Dataset rows on where objects appear
•••••
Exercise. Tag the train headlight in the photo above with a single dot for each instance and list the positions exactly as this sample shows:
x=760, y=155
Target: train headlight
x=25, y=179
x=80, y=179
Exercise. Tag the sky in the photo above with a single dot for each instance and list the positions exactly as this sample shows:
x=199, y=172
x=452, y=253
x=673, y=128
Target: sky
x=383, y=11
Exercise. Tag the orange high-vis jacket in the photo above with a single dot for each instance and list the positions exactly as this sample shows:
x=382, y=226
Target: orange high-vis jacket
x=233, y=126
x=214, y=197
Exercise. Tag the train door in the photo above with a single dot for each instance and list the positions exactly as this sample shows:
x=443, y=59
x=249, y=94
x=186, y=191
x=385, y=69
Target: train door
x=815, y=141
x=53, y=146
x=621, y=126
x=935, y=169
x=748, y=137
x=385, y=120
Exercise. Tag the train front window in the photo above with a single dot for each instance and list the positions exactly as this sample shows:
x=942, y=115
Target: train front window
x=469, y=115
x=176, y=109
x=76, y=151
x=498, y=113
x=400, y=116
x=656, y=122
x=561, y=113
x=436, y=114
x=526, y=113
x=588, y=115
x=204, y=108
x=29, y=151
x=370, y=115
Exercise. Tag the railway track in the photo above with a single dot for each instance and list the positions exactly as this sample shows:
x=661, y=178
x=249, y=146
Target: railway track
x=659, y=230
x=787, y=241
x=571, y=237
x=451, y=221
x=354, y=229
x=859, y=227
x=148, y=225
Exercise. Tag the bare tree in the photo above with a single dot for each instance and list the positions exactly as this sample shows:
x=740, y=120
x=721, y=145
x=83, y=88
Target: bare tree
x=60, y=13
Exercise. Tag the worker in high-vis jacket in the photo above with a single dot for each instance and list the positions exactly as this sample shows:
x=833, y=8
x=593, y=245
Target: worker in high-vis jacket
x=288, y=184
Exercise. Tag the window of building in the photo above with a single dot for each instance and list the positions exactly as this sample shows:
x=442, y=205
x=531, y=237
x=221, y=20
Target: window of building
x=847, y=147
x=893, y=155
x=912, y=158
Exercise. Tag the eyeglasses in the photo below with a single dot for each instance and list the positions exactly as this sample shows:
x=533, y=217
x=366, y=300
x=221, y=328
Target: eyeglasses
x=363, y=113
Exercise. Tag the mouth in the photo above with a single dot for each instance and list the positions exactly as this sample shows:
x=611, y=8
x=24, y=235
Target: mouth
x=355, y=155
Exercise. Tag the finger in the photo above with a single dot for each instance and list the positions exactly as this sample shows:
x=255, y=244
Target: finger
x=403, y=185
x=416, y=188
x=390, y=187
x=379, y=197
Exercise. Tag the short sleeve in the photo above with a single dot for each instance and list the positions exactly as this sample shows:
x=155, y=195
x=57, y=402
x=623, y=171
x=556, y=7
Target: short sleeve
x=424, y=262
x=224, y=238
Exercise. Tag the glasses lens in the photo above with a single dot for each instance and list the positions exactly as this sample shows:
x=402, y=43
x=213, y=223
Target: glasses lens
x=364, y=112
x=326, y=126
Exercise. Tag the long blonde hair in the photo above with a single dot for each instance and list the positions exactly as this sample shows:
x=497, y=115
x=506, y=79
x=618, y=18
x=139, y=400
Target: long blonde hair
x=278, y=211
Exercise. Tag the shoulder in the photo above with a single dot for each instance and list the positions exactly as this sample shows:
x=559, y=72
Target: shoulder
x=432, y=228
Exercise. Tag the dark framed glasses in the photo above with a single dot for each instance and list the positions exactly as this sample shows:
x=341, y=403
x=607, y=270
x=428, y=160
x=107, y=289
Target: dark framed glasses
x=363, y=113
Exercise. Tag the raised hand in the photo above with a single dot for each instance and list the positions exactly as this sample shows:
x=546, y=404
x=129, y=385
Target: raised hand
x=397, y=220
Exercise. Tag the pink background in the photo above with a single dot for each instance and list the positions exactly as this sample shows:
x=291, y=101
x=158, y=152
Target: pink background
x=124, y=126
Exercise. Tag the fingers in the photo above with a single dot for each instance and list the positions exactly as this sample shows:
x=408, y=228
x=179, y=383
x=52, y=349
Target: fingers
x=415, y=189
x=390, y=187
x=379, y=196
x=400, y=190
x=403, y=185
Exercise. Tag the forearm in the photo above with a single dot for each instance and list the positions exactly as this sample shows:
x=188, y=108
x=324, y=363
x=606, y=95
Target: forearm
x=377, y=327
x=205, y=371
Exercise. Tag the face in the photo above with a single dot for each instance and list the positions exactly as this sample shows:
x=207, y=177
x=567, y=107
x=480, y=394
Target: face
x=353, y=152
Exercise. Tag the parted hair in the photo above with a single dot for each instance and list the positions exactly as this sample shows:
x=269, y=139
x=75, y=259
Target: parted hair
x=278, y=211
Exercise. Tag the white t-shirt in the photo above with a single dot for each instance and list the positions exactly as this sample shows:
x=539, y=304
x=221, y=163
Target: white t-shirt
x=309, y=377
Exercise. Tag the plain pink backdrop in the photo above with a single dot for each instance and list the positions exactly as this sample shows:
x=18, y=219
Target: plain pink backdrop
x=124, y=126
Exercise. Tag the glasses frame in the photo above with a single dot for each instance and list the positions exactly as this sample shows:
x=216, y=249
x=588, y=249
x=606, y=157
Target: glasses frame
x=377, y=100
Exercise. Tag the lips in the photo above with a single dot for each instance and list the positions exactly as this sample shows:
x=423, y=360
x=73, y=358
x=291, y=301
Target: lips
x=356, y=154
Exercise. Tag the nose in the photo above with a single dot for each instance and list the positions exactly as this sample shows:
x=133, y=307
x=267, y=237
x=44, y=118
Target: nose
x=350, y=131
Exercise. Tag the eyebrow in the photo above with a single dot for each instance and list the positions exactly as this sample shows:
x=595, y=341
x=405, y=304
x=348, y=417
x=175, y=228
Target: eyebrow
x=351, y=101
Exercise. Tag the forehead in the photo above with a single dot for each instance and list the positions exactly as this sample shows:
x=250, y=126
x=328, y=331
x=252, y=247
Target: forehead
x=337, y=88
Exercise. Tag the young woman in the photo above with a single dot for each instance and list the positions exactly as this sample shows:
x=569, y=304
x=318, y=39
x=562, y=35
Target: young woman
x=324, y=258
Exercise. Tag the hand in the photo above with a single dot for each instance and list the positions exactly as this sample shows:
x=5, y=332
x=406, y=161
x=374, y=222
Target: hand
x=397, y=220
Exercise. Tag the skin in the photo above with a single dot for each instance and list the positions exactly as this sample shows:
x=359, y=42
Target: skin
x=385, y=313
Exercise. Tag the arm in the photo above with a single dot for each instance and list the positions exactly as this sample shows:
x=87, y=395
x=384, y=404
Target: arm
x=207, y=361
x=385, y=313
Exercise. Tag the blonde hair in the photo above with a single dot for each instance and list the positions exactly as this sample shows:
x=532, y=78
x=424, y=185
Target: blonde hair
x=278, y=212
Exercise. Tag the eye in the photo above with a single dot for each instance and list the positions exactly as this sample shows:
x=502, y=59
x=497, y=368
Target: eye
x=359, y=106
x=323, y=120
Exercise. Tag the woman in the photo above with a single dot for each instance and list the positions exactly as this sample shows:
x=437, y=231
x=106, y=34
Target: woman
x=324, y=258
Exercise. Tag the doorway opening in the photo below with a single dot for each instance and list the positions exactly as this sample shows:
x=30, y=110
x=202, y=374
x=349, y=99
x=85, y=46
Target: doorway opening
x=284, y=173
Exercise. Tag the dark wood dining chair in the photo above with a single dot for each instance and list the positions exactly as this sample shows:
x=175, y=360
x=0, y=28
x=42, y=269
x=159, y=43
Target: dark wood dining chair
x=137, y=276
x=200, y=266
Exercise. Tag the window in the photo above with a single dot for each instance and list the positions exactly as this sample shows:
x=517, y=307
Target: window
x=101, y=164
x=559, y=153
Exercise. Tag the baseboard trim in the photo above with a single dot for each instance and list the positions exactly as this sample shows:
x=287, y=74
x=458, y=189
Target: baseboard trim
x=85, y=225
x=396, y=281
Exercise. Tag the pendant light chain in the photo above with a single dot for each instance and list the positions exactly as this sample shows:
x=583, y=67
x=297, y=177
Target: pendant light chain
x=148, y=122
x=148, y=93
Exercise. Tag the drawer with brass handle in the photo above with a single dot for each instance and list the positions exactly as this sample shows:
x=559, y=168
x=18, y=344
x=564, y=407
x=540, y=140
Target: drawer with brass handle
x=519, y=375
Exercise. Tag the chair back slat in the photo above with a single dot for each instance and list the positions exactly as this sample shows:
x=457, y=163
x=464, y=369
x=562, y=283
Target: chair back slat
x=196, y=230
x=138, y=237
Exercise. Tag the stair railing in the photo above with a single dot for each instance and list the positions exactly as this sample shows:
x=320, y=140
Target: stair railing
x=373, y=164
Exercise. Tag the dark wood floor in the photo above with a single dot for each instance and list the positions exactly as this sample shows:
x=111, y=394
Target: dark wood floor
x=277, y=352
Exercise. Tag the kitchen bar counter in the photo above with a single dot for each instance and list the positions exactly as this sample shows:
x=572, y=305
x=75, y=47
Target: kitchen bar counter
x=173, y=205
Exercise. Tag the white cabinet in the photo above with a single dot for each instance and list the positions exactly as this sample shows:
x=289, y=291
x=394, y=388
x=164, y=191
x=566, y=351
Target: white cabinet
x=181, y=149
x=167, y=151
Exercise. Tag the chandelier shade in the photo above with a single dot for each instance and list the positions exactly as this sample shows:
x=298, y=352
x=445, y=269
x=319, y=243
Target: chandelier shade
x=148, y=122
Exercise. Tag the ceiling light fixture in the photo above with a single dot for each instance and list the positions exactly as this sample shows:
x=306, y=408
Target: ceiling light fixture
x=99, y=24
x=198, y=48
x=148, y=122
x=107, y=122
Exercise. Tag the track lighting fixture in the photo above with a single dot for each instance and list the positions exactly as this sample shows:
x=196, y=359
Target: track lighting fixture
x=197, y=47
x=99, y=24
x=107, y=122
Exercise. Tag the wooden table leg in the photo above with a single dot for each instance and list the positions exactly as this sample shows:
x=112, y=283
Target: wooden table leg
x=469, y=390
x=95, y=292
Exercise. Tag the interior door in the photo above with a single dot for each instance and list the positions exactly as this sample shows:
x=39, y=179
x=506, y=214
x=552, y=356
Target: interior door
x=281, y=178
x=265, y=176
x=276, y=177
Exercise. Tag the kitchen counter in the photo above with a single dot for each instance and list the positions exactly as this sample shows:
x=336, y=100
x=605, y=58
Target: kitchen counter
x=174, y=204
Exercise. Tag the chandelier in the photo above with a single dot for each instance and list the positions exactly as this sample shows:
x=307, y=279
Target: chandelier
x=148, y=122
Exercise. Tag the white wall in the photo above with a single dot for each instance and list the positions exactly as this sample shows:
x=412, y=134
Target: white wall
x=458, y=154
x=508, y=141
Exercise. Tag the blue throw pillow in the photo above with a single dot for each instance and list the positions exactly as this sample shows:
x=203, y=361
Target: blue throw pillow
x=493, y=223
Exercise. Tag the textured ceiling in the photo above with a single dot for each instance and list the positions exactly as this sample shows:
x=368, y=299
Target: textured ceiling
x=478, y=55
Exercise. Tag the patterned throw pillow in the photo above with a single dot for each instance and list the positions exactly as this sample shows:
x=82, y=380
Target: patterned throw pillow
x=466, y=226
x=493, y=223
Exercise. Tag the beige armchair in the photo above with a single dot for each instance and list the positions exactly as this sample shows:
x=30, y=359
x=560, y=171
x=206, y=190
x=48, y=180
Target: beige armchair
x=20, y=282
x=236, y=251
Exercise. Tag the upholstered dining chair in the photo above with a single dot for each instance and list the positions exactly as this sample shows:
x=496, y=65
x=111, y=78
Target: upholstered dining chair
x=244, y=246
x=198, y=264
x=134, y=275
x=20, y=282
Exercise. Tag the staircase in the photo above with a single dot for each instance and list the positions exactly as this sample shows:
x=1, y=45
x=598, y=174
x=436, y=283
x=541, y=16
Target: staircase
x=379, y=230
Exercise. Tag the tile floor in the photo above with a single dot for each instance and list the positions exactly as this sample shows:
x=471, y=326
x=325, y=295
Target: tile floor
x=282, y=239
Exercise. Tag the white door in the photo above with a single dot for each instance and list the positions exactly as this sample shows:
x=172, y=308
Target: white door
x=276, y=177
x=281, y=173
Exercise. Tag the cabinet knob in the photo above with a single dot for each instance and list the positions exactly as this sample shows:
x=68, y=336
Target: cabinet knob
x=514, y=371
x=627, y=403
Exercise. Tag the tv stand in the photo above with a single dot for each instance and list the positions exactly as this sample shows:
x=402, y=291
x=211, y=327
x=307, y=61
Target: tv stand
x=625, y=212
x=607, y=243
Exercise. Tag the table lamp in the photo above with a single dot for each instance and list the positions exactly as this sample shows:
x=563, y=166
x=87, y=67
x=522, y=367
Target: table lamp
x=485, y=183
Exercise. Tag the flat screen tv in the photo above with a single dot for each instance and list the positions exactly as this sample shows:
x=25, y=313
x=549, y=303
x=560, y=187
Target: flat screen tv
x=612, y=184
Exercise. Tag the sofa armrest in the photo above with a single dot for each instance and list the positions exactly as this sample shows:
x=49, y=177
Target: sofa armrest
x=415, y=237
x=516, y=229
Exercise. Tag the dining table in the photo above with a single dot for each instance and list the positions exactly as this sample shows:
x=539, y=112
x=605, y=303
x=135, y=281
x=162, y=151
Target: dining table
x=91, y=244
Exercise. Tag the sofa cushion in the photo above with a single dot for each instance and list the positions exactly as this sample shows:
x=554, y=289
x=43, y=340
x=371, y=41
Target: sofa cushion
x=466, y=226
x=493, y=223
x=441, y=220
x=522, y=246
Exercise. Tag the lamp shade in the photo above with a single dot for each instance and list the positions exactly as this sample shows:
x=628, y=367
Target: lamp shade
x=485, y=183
•••••
TO DO:
Rewrite the items from the beginning through the line containing "x=214, y=197", swapping "single dot" for "single marker" and leaving everything else unchanged.

SOLVED PROBLEM:
Exercise. Tag the train headlight in the photo above with a single marker for each instance and list the positions exactly as this sample shows:
x=760, y=155
Target: train headlight
x=25, y=179
x=80, y=179
Exercise. Tag the sky in the photo above with a single marker for each instance and list the positions exactly as this sample shows:
x=199, y=172
x=452, y=253
x=673, y=128
Target: sky
x=383, y=11
Exercise. Tag the orange high-vis jacket in the photo above with a single marker for each instance and list the positions exactly as this sample shows:
x=382, y=226
Target: orange high-vis jacket
x=233, y=126
x=214, y=197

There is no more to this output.